YOUR INSTRUCTIONS: Copy out the lines from the start of the records through the line containing "left=201, top=180, right=323, bottom=207", with both ends included.

Excerpts of labeled region data:
::::
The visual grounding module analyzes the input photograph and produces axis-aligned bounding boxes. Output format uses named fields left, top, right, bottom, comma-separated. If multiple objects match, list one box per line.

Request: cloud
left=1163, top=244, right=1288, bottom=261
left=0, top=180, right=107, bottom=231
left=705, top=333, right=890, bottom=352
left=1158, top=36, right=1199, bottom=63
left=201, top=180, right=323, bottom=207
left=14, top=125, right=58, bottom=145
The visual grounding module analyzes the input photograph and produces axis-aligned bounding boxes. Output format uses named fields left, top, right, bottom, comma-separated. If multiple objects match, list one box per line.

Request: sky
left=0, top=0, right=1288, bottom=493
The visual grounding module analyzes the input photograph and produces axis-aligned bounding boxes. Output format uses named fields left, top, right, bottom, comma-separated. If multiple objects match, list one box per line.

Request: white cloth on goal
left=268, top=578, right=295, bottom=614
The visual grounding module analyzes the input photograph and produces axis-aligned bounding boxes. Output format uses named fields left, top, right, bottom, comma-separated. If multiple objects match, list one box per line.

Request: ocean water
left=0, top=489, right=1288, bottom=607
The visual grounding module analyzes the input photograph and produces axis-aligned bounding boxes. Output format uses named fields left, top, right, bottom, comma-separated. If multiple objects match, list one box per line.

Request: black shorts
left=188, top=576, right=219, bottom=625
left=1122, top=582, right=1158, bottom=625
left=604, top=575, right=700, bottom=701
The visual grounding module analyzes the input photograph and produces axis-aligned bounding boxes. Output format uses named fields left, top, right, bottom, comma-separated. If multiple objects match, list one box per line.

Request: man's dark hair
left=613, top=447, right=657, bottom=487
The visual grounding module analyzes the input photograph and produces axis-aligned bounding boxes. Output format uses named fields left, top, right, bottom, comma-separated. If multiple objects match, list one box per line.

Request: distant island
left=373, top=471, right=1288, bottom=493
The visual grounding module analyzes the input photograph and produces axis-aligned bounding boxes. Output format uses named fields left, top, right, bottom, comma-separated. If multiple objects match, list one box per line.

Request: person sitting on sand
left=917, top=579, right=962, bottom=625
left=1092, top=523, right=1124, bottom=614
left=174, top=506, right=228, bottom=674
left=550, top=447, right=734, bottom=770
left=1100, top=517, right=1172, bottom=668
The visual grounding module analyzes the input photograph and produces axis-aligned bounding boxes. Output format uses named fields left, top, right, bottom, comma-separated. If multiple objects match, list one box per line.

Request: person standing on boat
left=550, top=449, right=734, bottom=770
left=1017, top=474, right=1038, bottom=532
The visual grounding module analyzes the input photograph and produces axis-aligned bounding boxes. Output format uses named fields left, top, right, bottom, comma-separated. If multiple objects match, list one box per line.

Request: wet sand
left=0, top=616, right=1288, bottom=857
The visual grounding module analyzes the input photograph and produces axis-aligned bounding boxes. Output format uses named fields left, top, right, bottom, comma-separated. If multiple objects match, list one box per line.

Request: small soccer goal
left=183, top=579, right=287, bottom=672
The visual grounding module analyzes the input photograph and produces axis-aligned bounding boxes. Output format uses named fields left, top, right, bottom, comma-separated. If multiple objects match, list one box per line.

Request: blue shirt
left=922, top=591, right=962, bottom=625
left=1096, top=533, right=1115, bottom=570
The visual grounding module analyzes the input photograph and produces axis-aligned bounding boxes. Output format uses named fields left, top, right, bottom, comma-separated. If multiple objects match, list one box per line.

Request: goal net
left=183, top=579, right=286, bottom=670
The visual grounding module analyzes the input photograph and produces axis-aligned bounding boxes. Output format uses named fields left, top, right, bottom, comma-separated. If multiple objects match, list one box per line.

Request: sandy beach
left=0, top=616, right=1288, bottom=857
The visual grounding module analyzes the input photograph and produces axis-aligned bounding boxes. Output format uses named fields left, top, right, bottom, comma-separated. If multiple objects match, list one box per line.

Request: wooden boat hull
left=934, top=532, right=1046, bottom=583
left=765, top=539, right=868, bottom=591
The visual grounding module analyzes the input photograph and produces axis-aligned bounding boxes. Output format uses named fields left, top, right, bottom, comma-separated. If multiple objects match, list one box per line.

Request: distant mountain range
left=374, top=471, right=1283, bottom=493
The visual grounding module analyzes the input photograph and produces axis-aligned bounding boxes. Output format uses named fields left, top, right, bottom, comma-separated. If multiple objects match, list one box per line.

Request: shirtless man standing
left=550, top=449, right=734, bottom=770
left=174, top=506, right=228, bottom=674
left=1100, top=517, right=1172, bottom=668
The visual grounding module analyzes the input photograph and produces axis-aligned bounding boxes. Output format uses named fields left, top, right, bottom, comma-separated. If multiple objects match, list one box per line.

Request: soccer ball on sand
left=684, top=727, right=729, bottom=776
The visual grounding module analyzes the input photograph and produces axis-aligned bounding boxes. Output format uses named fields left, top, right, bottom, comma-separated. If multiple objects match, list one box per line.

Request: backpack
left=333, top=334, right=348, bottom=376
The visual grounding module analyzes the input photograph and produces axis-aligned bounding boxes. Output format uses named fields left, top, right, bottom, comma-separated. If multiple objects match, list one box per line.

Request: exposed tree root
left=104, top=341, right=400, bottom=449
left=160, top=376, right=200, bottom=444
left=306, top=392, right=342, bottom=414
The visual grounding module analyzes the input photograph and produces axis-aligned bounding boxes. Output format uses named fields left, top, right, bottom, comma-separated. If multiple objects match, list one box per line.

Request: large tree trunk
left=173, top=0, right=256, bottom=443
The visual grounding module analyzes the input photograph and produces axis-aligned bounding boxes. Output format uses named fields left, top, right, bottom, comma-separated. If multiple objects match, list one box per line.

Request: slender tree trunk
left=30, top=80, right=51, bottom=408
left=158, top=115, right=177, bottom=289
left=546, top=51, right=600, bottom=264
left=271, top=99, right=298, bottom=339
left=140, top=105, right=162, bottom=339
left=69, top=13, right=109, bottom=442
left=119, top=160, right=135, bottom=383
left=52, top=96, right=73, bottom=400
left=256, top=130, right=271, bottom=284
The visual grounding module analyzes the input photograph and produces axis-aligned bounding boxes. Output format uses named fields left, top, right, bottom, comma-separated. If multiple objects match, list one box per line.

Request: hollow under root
::::
WORKED SOLUTION:
The visual grounding module analyzes the input photograph and produces axis-aligned bounding boxes. Output format uses named fields left, top, right, bottom, comma-separated. If multiple objects match, list one box per line.

Request: cloud
left=1163, top=244, right=1288, bottom=261
left=0, top=180, right=107, bottom=231
left=705, top=333, right=890, bottom=352
left=1158, top=36, right=1199, bottom=63
left=201, top=180, right=323, bottom=207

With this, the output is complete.